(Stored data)
───
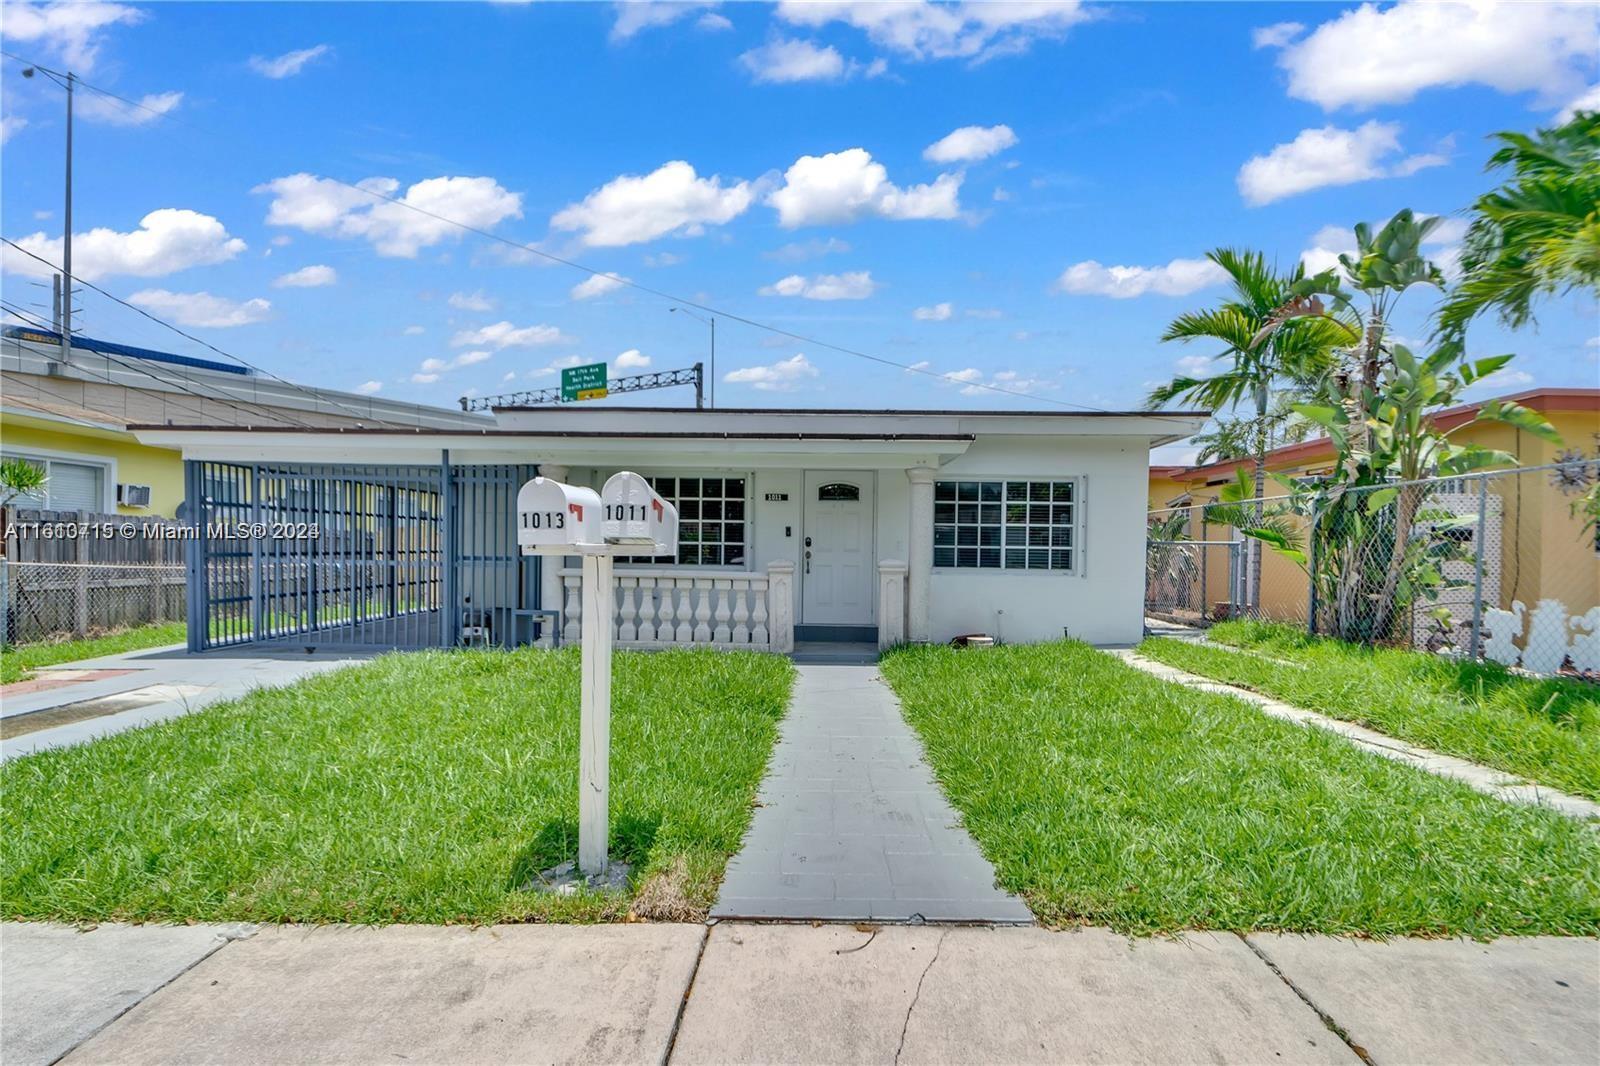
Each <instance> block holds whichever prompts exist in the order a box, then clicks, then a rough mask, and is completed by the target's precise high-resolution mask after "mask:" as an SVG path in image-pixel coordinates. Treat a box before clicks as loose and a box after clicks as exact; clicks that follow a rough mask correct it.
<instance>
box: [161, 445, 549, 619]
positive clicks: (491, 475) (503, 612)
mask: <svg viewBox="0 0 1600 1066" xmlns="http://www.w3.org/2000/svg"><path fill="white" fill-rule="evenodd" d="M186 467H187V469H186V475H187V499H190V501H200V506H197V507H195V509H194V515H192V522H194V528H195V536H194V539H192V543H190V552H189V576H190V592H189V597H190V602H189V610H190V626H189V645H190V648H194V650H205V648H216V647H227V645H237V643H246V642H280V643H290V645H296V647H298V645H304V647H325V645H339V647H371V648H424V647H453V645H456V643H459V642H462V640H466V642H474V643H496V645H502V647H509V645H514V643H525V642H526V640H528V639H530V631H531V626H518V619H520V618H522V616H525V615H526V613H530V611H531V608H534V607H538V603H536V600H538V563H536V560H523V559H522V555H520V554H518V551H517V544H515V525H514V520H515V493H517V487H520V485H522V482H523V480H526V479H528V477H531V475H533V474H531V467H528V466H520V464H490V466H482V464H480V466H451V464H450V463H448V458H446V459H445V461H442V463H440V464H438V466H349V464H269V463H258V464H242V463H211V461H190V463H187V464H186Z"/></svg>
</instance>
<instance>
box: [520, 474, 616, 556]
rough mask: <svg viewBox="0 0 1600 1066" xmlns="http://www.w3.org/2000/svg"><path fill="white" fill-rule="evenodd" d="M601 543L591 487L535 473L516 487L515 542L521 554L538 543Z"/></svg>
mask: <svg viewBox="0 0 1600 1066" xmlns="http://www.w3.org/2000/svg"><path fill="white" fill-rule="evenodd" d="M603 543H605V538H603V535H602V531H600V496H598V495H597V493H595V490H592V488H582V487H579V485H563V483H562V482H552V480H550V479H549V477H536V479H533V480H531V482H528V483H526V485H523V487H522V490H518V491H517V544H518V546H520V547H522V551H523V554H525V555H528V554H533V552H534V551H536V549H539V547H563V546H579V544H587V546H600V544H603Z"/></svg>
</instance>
───
▶ [WORK ITEM] Repeat exactly and only the lines from the start of the data above through the line that holds "box: [161, 445, 549, 619]", inclusive. Pictures do not belong in the copy.

▶ [ANSWER BOX]
Each <instance> block holds whichever prompts exist in the order a box, then clicks, then a rough mask, and is completed by the target's precise high-resolution mask after "mask:" as an SVG path in image-pixel coordinates. Treat a box before clicks as loose and a box after clicks as exact; clicks that follow a rough mask correct it.
<instance>
box: [161, 445, 549, 619]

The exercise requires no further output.